A faithful transcript of every entry is required; pictures do not belong in it.

►

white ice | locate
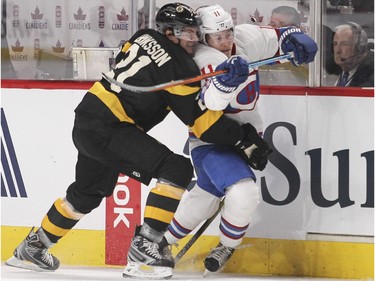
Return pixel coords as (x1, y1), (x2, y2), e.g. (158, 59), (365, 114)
(1, 264), (355, 281)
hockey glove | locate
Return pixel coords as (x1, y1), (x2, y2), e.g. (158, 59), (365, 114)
(279, 27), (318, 66)
(212, 56), (249, 93)
(236, 123), (271, 171)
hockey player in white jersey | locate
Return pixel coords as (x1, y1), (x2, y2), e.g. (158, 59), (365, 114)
(164, 4), (318, 274)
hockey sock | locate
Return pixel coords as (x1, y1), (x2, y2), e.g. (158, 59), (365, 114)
(143, 182), (184, 233)
(41, 197), (85, 244)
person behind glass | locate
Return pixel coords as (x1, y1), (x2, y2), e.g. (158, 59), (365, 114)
(333, 22), (374, 87)
(269, 5), (301, 28)
(5, 3), (254, 279)
(262, 5), (308, 86)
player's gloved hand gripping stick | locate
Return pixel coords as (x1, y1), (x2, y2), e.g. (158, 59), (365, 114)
(211, 56), (249, 93)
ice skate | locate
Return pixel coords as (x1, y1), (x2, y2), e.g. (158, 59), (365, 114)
(5, 227), (60, 271)
(123, 226), (174, 279)
(204, 243), (235, 274)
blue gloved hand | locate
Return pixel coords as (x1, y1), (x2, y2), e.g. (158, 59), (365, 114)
(279, 27), (318, 66)
(212, 56), (249, 93)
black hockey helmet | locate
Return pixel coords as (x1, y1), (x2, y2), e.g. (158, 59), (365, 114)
(155, 2), (202, 38)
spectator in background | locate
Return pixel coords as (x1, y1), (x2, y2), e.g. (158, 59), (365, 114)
(269, 5), (301, 28)
(323, 24), (341, 76)
(333, 22), (374, 87)
(260, 5), (308, 86)
(230, 7), (238, 25)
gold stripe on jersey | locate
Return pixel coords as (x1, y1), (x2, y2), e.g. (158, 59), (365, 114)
(144, 206), (175, 224)
(190, 110), (223, 138)
(89, 82), (135, 124)
(165, 84), (200, 96)
(121, 41), (132, 53)
(41, 215), (71, 238)
(151, 183), (184, 200)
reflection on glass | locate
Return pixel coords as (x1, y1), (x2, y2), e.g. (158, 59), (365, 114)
(1, 0), (374, 84)
(1, 1), (133, 80)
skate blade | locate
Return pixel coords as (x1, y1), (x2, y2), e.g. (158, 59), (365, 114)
(123, 261), (172, 279)
(203, 269), (213, 277)
(203, 268), (223, 277)
(5, 256), (54, 272)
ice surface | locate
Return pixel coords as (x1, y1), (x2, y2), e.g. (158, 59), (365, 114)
(1, 264), (355, 281)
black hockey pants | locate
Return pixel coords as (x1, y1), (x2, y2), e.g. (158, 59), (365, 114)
(66, 114), (193, 214)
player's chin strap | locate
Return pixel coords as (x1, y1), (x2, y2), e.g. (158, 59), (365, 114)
(102, 53), (293, 93)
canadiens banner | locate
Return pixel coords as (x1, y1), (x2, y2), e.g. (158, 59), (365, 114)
(4, 0), (312, 81)
(6, 0), (136, 79)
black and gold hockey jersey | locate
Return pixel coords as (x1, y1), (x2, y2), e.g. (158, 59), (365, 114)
(75, 29), (243, 145)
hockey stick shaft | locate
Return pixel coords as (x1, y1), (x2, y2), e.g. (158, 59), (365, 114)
(174, 199), (224, 264)
(102, 53), (293, 93)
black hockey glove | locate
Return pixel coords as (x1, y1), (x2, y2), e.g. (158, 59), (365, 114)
(235, 123), (272, 171)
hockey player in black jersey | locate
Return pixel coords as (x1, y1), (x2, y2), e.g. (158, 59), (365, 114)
(6, 2), (261, 279)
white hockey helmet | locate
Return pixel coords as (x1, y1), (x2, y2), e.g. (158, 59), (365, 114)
(196, 4), (234, 43)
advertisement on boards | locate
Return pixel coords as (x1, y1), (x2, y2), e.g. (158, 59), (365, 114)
(1, 88), (373, 243)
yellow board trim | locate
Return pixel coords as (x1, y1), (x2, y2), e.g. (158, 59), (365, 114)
(89, 82), (135, 124)
(143, 206), (174, 224)
(174, 235), (374, 279)
(2, 226), (106, 266)
(2, 226), (373, 279)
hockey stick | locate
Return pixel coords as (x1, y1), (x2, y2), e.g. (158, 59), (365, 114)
(102, 53), (293, 93)
(174, 199), (224, 264)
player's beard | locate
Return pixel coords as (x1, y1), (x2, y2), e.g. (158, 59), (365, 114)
(182, 41), (199, 56)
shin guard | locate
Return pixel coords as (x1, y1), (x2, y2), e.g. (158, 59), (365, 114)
(220, 179), (260, 248)
(165, 185), (220, 244)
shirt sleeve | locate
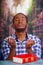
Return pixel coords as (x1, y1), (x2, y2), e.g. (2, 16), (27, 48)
(1, 39), (11, 60)
(32, 36), (41, 59)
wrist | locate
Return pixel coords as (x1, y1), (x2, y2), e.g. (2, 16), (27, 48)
(26, 48), (34, 54)
(11, 46), (16, 49)
(10, 47), (16, 55)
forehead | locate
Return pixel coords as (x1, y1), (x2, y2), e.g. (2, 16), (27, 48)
(15, 14), (26, 18)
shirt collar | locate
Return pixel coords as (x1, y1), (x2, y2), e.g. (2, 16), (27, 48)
(13, 33), (29, 41)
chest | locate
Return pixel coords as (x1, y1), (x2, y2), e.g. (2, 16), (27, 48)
(15, 40), (27, 55)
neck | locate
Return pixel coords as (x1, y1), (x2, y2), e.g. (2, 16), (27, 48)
(15, 32), (26, 41)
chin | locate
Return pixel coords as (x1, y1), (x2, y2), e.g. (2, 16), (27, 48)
(15, 28), (26, 32)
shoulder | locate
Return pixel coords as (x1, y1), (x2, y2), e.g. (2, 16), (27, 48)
(27, 33), (41, 44)
(4, 34), (16, 40)
(2, 34), (16, 45)
(2, 34), (16, 47)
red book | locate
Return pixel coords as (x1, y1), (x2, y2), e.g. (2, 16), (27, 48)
(13, 54), (37, 64)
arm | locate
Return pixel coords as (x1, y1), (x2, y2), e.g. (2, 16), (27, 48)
(1, 37), (16, 60)
(26, 39), (35, 54)
(26, 37), (41, 59)
(1, 40), (10, 60)
(32, 38), (41, 59)
(7, 47), (16, 60)
(7, 38), (16, 60)
(26, 47), (34, 54)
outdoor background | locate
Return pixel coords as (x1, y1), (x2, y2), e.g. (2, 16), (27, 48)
(0, 0), (43, 58)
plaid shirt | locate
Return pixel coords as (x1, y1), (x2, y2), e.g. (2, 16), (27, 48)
(1, 33), (41, 60)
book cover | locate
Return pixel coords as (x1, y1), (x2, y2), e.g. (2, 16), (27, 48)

◄

→ Response area:
white ice | locate
Return pixel coords as (x1, y1), (x2, y2), e.g. (158, 59), (365, 114)
(1, 264), (355, 281)
hockey glove | locate
Return pixel coords as (x1, y1), (x2, y2), e.g. (158, 59), (365, 114)
(279, 27), (318, 66)
(212, 56), (249, 93)
(236, 123), (271, 171)
hockey player in white jersey | locate
Return pixel coords as (x1, y1), (x2, y2), e.g. (158, 59), (365, 114)
(164, 4), (318, 274)
hockey sock | locate
Return pixel coords as (x1, y1), (x2, y2), e.g. (158, 59), (365, 114)
(143, 182), (184, 233)
(41, 197), (85, 244)
person behind glass | locate
Return pixel coords as (x1, y1), (x2, y2), e.g. (158, 59), (365, 114)
(333, 22), (374, 87)
(269, 5), (301, 28)
(5, 3), (254, 279)
(262, 5), (308, 86)
player's gloved hand gripping stick | locate
Return pixel coords as (x1, y1), (x2, y2), e.g. (158, 59), (365, 114)
(211, 56), (249, 93)
ice skate | locate
Return pixel coords as (x1, y1), (x2, y2), e.g. (158, 59), (365, 114)
(5, 227), (60, 271)
(123, 226), (174, 279)
(204, 243), (235, 274)
blue gloved hand | locate
Return pixel coords as (x1, y1), (x2, y2), e.g. (158, 59), (365, 114)
(279, 27), (318, 66)
(212, 56), (249, 93)
black hockey helmet | locate
Return pixel coords as (x1, y1), (x2, y2), e.g. (158, 59), (365, 114)
(155, 2), (202, 38)
spectator in background | locate
Return pixel coords as (x1, y1), (x2, y2), e.g. (158, 59), (365, 114)
(269, 5), (301, 28)
(323, 24), (341, 76)
(333, 22), (374, 87)
(260, 5), (308, 86)
(230, 7), (238, 25)
gold stripe on jersey | locate
Return pixel coords as (x1, y1), (x2, y2), e.g. (158, 59), (365, 114)
(144, 206), (175, 224)
(190, 110), (223, 138)
(89, 82), (135, 124)
(165, 84), (200, 96)
(121, 41), (132, 53)
(41, 215), (71, 238)
(151, 183), (184, 200)
reflection on glass | locate
Return pixel coords as (x1, y1), (x2, y2), e.g. (158, 59), (365, 114)
(1, 0), (374, 84)
(1, 1), (133, 80)
skate blade | locate
Return pixel coords as (x1, y1), (x2, y2), e.g. (158, 59), (365, 114)
(123, 261), (172, 279)
(203, 269), (213, 277)
(203, 268), (223, 277)
(5, 256), (54, 272)
ice surface | locate
Return pixel coords as (x1, y1), (x2, y2), e.g. (158, 59), (365, 114)
(1, 264), (355, 281)
black hockey pants | locate
Return pixel coords as (x1, y1), (x2, y2), e.g. (158, 59), (365, 114)
(66, 114), (193, 214)
player's chin strap | locate
Return pixel coords as (x1, y1), (x2, y2), e.g. (158, 59), (365, 114)
(102, 53), (293, 93)
canadiens banner | locate
Return pixel coords as (x1, y1), (x2, y2), e.g. (158, 59), (365, 114)
(4, 0), (312, 81)
(6, 0), (136, 79)
black and gold hockey jersey | locate
Return pixel coords as (x1, y1), (x2, y2), e.g. (158, 59), (365, 114)
(75, 29), (243, 145)
hockey stick shaft | locate
Return pixel coords as (x1, y1), (x2, y2), e.g. (158, 59), (365, 114)
(174, 199), (224, 264)
(102, 53), (293, 93)
black hockey glove | locate
Return pixel coords as (x1, y1), (x2, y2), e.g. (158, 59), (365, 114)
(235, 123), (272, 171)
hockey player in black jersey | locate
Return pixel coords as (x1, y1), (x2, y2), e.g. (158, 59), (365, 114)
(6, 2), (261, 279)
white hockey helmet | locate
Return pixel coords as (x1, y1), (x2, y2), e.g. (158, 59), (365, 114)
(196, 4), (234, 43)
advertisement on boards | locate
Return pixel coords as (x1, y1), (x2, y2), e.g. (158, 59), (365, 114)
(1, 88), (373, 243)
yellow board trim | locate
Return pixel coords as (x1, y1), (x2, y2), e.g. (158, 59), (365, 114)
(89, 82), (135, 124)
(143, 206), (174, 224)
(174, 235), (374, 279)
(2, 226), (106, 266)
(2, 226), (373, 279)
hockey stick | locate
Return pixel coords as (x1, y1), (x2, y2), e.g. (158, 59), (365, 114)
(102, 53), (293, 93)
(174, 199), (224, 264)
player's beard | locate
Return pixel coords as (x1, y1), (x2, y2), e.g. (158, 59), (365, 114)
(182, 41), (199, 56)
shin guard | locate
Return pixel coords as (x1, y1), (x2, y2), e.g. (158, 59), (365, 114)
(220, 179), (260, 248)
(165, 185), (220, 244)
shirt sleeve | locate
Return pixel coords as (x1, y1), (x2, y2), e.g. (2, 16), (27, 48)
(1, 39), (11, 60)
(32, 36), (41, 59)
wrist | locate
Return pixel coords as (x1, y1), (x2, y2), e.g. (2, 16), (27, 48)
(26, 48), (34, 54)
(11, 46), (16, 49)
(10, 47), (16, 55)
forehead | locate
Return pixel coords as (x1, y1), (x2, y2), e.g. (2, 16), (27, 48)
(15, 14), (26, 18)
shirt collar | locate
Return pixel coords as (x1, y1), (x2, y2), e.g. (2, 16), (27, 48)
(13, 33), (29, 41)
chest | locate
Return pixel coords as (x1, y1), (x2, y2), e.g. (2, 16), (27, 48)
(15, 40), (27, 55)
neck | locate
Return pixel coords as (x1, y1), (x2, y2), e.g. (2, 16), (27, 48)
(15, 32), (26, 41)
chin | locate
Return pixel coords as (x1, y1), (x2, y2), e.g. (2, 16), (27, 48)
(15, 28), (26, 32)
shoulder | locate
Return pixel coords as (x1, y1), (x2, y2), e.g. (2, 16), (27, 48)
(27, 33), (41, 44)
(4, 34), (16, 40)
(2, 34), (16, 45)
(2, 34), (16, 47)
red book | locate
Return pixel coords as (x1, y1), (x2, y2), e.g. (2, 16), (27, 48)
(13, 54), (37, 64)
arm | locate
Return pixel coords as (x1, y1), (x2, y2), e.g. (2, 16), (27, 48)
(1, 37), (16, 60)
(26, 39), (35, 54)
(26, 37), (41, 59)
(1, 40), (10, 60)
(32, 38), (41, 59)
(7, 47), (16, 60)
(7, 38), (16, 60)
(26, 47), (34, 54)
outdoor background | locate
Return pixel coords as (x1, y1), (x2, y2), e.g. (2, 16), (27, 48)
(0, 0), (43, 58)
plaid shirt | locate
Return pixel coords as (x1, y1), (x2, y2), e.g. (2, 16), (27, 48)
(1, 33), (41, 60)
book cover | locate
Return pixel coords as (x1, y1), (x2, y2), e.g. (2, 16), (27, 48)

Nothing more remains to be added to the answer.